Task requirements | These entries are to be retyped in full, word for word.

Referring expression data
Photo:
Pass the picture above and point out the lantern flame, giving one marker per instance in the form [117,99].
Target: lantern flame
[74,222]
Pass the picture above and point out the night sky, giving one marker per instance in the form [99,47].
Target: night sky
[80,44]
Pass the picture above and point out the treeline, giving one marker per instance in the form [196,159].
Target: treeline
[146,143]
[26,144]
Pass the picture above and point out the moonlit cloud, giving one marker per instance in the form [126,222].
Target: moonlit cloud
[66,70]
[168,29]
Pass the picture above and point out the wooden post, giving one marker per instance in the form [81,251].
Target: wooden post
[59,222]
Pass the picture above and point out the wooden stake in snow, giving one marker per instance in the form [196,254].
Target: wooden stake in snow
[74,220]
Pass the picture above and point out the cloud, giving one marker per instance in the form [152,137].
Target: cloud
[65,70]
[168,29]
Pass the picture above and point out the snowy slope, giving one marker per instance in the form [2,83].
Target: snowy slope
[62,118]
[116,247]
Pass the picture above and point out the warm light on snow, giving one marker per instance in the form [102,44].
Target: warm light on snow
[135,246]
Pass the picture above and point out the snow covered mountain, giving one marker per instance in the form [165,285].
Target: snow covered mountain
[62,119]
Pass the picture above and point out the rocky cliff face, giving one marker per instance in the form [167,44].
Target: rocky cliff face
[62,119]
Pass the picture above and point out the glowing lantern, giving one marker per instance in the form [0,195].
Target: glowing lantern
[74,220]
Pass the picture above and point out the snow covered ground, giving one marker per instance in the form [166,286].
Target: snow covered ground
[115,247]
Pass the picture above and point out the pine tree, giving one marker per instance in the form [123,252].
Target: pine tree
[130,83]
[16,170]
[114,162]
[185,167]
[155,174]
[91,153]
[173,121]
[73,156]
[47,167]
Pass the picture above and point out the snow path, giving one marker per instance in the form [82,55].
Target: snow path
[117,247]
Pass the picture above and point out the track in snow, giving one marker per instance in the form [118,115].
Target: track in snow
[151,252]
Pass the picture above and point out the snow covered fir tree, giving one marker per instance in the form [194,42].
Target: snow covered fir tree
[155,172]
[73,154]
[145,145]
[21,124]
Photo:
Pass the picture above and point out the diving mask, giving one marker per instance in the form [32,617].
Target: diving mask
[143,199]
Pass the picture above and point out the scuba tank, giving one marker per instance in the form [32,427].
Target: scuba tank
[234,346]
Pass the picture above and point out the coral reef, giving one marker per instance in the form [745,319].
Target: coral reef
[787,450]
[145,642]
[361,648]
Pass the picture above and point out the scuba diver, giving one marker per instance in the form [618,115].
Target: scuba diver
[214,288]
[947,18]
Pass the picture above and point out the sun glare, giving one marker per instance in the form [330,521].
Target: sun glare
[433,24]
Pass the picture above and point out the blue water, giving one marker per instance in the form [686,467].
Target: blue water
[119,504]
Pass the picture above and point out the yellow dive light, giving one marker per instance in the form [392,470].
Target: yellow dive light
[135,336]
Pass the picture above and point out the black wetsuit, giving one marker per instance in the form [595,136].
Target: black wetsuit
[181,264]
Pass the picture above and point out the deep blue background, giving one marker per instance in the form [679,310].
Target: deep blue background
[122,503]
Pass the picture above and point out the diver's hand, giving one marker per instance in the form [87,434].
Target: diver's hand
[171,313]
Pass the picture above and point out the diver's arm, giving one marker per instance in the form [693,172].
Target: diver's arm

Answer box |
Photo:
Pass the picture above and point out the lantern flame, giving one marker per instance in the form [117,99].
Target: lantern flame
[74,222]
Pass the picture above and point out the night sky, giving one marker per instance in the form [99,47].
Target: night sky
[80,44]
Pass the picture above and point out the treeline, giving one marker per instance in the form [196,159].
Target: treeline
[146,143]
[26,144]
Pass the picture above and point out the moonlit cloud, giving one marker per instance in the form [126,222].
Target: moonlit cloud
[66,70]
[168,29]
Pass the picture above and point out the wooden post, giving one marker per instance in the form [81,251].
Target: wooden post
[59,222]
Pass the picture above and point out the wooden stake in snow, giving one marker per instance in the form [196,254].
Target: wooden stake in snow
[74,220]
Pass the picture above and point out the cloud, giving one marker per instance in the form [152,137].
Target: cloud
[65,70]
[168,29]
Pass the picture above and point out the snowy slope, giving one marker per instance in the form [2,83].
Target: snowy slope
[62,118]
[116,247]
Pass the picture above and point out the warm light on snow, giving one marker per instance in the form [102,44].
Target: warm light on snow
[135,246]
Pass the picture above and point out the snow covered mountain, giving one marker per instance in the form [165,285].
Target: snow covered mountain
[62,119]
Pass the picture above and point out the rocky cliff face, giving one marker per instance in the form [167,44].
Target: rocky cliff face
[62,119]
Pass the picture above and point out the glowing lantern, giving one marker per instance in the form [0,195].
Target: glowing lantern
[74,220]
Pass the picture above and point out the snow covered ground, giving one marker per instance in the form [166,286].
Target: snow covered ground
[115,247]
Pass the picture above and point out the pine tree, giving one marker per instance in the form [123,252].
Target: pine tree
[130,83]
[16,170]
[114,162]
[185,167]
[155,174]
[91,153]
[173,121]
[73,156]
[47,167]
Pass the picture above and point out the snow path, giving one marker per instance in the form [82,55].
Target: snow path
[117,247]
Pass the picture above and point out the track in snow, giving one marker per instance in the form [118,115].
Target: track in snow
[151,252]
Pass the picture above and point out the snow covered fir tree, giving one marker per instance in the form [194,42].
Target: snow covered fir tree
[155,172]
[73,154]
[145,145]
[21,124]
Photo:
Pass the picture above and point out the diving mask, giving one marker per instance in the form [32,617].
Target: diving mask
[143,199]
Pass the picture above and point out the scuba tank, giving one marker per instance in the form [32,427].
Target: scuba tank
[234,346]
Pass the picture above and point out the coral reef, giving one marker per instance in the form [745,319].
Target: coral reef
[787,450]
[145,642]
[361,648]
Pass the picture above and point out the scuba diver, giving one marker per instance in the form [618,115].
Target: scuba diver
[214,288]
[947,18]
Pass the picture above and point out the sun glare, giving one marker per instance in the form [330,521].
Target: sun glare
[433,24]
Pass the picture above and point out the blue water, giving one marker per instance in the form [686,467].
Target: blue water
[119,504]
Pass the picture above and point out the yellow dive light, giving one marker per instance in the form [392,470].
Target: yellow dive light
[135,336]
Pass the picture above and point out the black wetsuit, giving one marker per instance in the form [595,136].
Target: black wetsuit
[181,264]
Pass the picture above and point out the deep blue background, giving one marker per instance in the form [679,310].
Target: deep blue background
[122,503]
Pass the picture above and point out the diver's hand, giving one marker per instance in the form [87,434].
Target: diver's hand
[171,313]
Pass the picture above and point out the diver's arm, giving one marker per instance in the form [693,172].
Target: diver's arm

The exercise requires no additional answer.